Given entries below:

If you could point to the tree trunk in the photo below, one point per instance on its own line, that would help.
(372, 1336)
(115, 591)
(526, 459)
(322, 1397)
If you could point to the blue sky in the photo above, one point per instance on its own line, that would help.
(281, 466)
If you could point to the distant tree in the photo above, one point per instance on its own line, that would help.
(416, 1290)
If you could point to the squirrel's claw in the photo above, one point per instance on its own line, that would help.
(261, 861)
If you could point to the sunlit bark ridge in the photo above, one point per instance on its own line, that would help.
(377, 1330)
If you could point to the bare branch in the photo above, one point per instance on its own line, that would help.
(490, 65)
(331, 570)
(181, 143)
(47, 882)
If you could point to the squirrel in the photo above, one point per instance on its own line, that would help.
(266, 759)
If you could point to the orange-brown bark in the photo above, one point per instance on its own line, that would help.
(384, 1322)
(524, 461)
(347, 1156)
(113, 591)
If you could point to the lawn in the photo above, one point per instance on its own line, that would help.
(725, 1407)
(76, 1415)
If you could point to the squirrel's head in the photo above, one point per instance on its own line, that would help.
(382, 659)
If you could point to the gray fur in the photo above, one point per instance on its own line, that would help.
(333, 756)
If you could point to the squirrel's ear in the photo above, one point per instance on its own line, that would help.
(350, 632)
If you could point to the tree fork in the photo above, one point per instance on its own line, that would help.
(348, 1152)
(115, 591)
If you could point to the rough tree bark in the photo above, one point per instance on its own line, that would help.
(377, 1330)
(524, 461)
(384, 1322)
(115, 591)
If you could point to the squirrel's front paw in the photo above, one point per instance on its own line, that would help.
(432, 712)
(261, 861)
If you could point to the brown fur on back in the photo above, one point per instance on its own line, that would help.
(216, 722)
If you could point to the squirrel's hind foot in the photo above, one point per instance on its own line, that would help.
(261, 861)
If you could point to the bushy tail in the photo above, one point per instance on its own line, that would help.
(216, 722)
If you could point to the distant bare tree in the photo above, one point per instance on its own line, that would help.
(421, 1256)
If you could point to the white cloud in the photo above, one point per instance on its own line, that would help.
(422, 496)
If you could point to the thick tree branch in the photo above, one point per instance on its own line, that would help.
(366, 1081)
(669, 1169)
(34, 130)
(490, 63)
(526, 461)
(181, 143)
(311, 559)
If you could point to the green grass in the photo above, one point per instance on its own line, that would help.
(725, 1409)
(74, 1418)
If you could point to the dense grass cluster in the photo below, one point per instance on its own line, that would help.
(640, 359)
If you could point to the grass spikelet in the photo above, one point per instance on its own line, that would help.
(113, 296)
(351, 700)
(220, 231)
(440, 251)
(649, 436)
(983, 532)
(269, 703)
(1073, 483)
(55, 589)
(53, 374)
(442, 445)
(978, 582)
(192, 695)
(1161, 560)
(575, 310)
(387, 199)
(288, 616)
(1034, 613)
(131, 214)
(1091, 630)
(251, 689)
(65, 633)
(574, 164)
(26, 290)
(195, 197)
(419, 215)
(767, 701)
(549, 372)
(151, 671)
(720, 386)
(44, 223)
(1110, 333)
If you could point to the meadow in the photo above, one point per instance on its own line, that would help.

End of Given entries.

▶ _About this task_:
Go through the records above and copy each line exactly.

▶ _Response box_:
If you could point to the tree trunk in the photo below, one point per instance on its own line, that would help.
(372, 1336)
(115, 591)
(526, 459)
(322, 1397)
If you could point to the blue sky in the photo above, one point per instance on its own line, that would help.
(281, 466)
If you could point to the distant tree in the photo above, one point per instance on its own line, that would help.
(416, 1290)
If you could point to the squirrel's claw in the photo above, one point per instance on its own line, that would help.
(261, 861)
If you could point to the sunlit bark ridge in the photo above, one point per instance on its own line, that would help.
(377, 1330)
If you could point to the bare branch in the photo above, one point per instance on its own line, that would help.
(490, 65)
(331, 570)
(181, 143)
(47, 882)
If you could point to the squirrel in the photo above, one point per instance on its own line, that would help.
(266, 759)
If you could point to the orange-brown bark in the photo above, one point per instance on its own line, that would help.
(384, 1322)
(524, 461)
(347, 1156)
(113, 591)
If you could point to the lawn in the photo above, one point per instance on its own line, that would help.
(725, 1407)
(76, 1415)
If you could point to the squirrel's head in the photo above, one point per instance on its own line, that would help.
(382, 659)
If you could point to the gray fur in the photo above, one point per instance on its own line, that would help.
(333, 756)
If you could point to the squirrel's ear in the photo above, one point per instance on its own line, that would help.
(350, 632)
If you could point to the tree fork in the photo above, one point per instance on its own line, that would help.
(348, 1152)
(115, 591)
If you could point to the rough tree bark in the photo above, one point per instance on its own line, that would help.
(377, 1330)
(524, 461)
(384, 1322)
(115, 591)
If you could point to the squirrel's front paw in the photo above, one point per instance on its own line, that would help.
(432, 712)
(261, 861)
If you could point to the brown fur on back in the photo above, one point per instance on its own line, that would help.
(216, 722)
If you could point to the squirrel's hind foot in the photo above, one point per instance on its own line, that would help.
(261, 861)
If you could point to the bushy tail in the photo above, one point per instance on its own line, that would help.
(216, 722)
If you could point to the distant bare tree in the photo above, one point per instance on its own line, that would help.
(421, 1256)
If you could point to the white cloud in the photo above, one point per instance on its own line, that would help.
(422, 496)
If you could point to the thick tree branch in the photo above, one point per instance on its own line, that would help.
(366, 1081)
(669, 1169)
(34, 130)
(490, 63)
(526, 461)
(181, 143)
(311, 559)
If you could point to the green grass in the photo above, one point per instance on its own line, that would help.
(725, 1409)
(74, 1418)
If you could point to the dense grass cluster in the photo below, one point per instance on its own line, that would help.
(640, 359)
If you could point to the grass spikelet in the photo above, one point per instance on its own line, that would help.
(113, 296)
(351, 700)
(220, 231)
(440, 251)
(649, 436)
(983, 532)
(269, 703)
(1073, 483)
(55, 589)
(53, 374)
(442, 445)
(978, 582)
(192, 695)
(1161, 560)
(575, 310)
(387, 199)
(288, 616)
(1034, 613)
(131, 214)
(1091, 630)
(251, 689)
(65, 633)
(574, 164)
(26, 290)
(195, 197)
(419, 215)
(767, 701)
(549, 372)
(151, 671)
(720, 386)
(44, 223)
(1110, 333)
If you could point to the meadow in the photo above, one point per instance on its own line, that would help.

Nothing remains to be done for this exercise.